导读:许多肿瘤会引起慢性炎症,以抑制免疫系统对肿瘤的特定攻击。最近,德国癌症研究中心和海德堡大学曼海姆医学院的科学家在患有黑色素瘤的老鼠身上证明,西地那非——伟哥中的一种活性成分,能够消除这种特异性的免疫抑制反应。接受西地那非治疗的患癌小鼠存活率是没有接受西地那非治疗的患癌小鼠的两倍。
乍一看,这听起来是一个好消息:几乎每一种癌症都会让身体免疫系统变得活跃,但是,这对病人不一定有利。“我们区分了两种不同类型的免疫反应。”来自于德国癌症研究中心、曼海姆大学医学中心的免疫学家Viktor Umansky教授说道。“一方面,免疫系统的细胞专门攻击肿瘤细胞,另一方面,几乎每一种肿瘤都会在它的微环境里形成慢性炎症免疫反应,以抑制这种特定的抗肿瘤免疫。”
在炎症免疫反应里,某种类型的免疫细胞迁移到肿瘤附近,释放特定的免疫介质。“我们的目标是减少慢性炎症,支持免疫系统积极抵抗癌症。” Umansky教授说。
他和他的团队研究的是由恶性黑色素瘤引起的慢性炎症。在这项研究中,他们使用转基因小鼠,这种小鼠可以自发地产生一种类似于人类黑色素瘤的皮肤癌。研究人员在肿瘤环境和动物淋巴结转移中,检测到了诸如白细胞介素1-β和干扰素-γ的炎症介质。这些免疫介质会吸引一种名为髓系衍生抑制的细胞(MDSC)。在既往的研究中表明,MDSC能够抑制人体免疫系统抗击肿瘤的重要细胞——T细胞。
当T细胞在MDSC的影响下到底会发生什么?在培养皿中,当研究人员把从健康小鼠的脾中获得的T细胞暴露在MDSC下时,T细胞停止增殖。此外,T细胞中一种重要的分子活性水平降低。“这表明,肿瘤特异性T细胞被髓系衍生抑制细胞抑制了。” Umansky解释道。
研究人员然后对黑色素瘤小鼠给予西地那非。这种药物——因为它的商标名称伟哥而闻名——之前已经因为能够在动物实验模型里改善肿瘤免疫报道过数次。七周后,给药的存活老鼠比没有给药的数量多两倍。在给药的老鼠身上,研究人员检测到肿瘤特异性T细胞和分子活性水平都回复正常。这意味着,在黑色素瘤环境中,西地那非成功地中和了慢性炎症,降低了MDSC的活性。
“我们的研究方法是特殊的,我们实验小鼠所患的疾病在小鼠体内的过程和黑色素瘤在人体内的过程类似。” Viktor Umansky对他的医学结论做了相关解释。“因此,极有可能的是,西地那非也可用来抑制人体炎症免疫抑制,从而提高黑色素瘤患者的肿瘤免疫。通过这种方式,这种药物可能有助于医生在治疗恶性黑色素瘤方面取得更好的效果。”(生物探索译)

待完成任务:
根据关于西地那非与黑色素瘤的文章,回答下面三个问题,每题一行,答案按相同编号列出。
1. 研究人员在肿瘤环境和动物淋巴结转移中检测到了哪两种炎症介质?
2. 在培养皿实验中,研究人员使用的T细胞是从健康小鼠的哪个器官中获得的?
3. 西地那非因哪个商标名称而闻名?
请仅凭文章内容作答。

所给资料:

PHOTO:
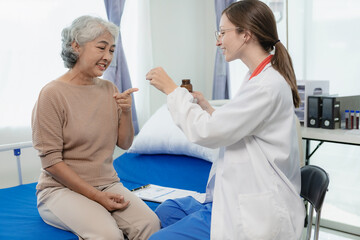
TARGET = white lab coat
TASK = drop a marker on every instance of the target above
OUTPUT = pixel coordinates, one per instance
(256, 194)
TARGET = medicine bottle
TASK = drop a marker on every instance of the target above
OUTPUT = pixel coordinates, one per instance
(186, 84)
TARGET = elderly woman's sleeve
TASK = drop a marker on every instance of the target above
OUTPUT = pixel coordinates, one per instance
(47, 122)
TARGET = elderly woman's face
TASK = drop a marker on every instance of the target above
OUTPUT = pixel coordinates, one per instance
(95, 56)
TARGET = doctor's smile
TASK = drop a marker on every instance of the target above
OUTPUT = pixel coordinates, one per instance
(258, 168)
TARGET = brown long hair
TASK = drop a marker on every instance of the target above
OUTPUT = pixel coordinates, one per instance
(256, 17)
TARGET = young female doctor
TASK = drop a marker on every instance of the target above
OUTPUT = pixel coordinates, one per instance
(255, 191)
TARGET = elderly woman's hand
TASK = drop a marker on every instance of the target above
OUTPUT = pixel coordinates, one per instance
(111, 201)
(124, 100)
(159, 79)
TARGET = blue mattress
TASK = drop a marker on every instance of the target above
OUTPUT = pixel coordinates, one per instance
(19, 218)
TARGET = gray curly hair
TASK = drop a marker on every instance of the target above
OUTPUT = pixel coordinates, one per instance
(82, 30)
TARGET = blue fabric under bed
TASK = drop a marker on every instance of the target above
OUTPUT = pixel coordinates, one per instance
(19, 218)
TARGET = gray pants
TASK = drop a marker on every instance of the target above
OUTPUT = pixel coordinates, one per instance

已完成任务:
1. 白细胞介素1-β和干扰素-γ。
2. 脾。
3. 伟哥。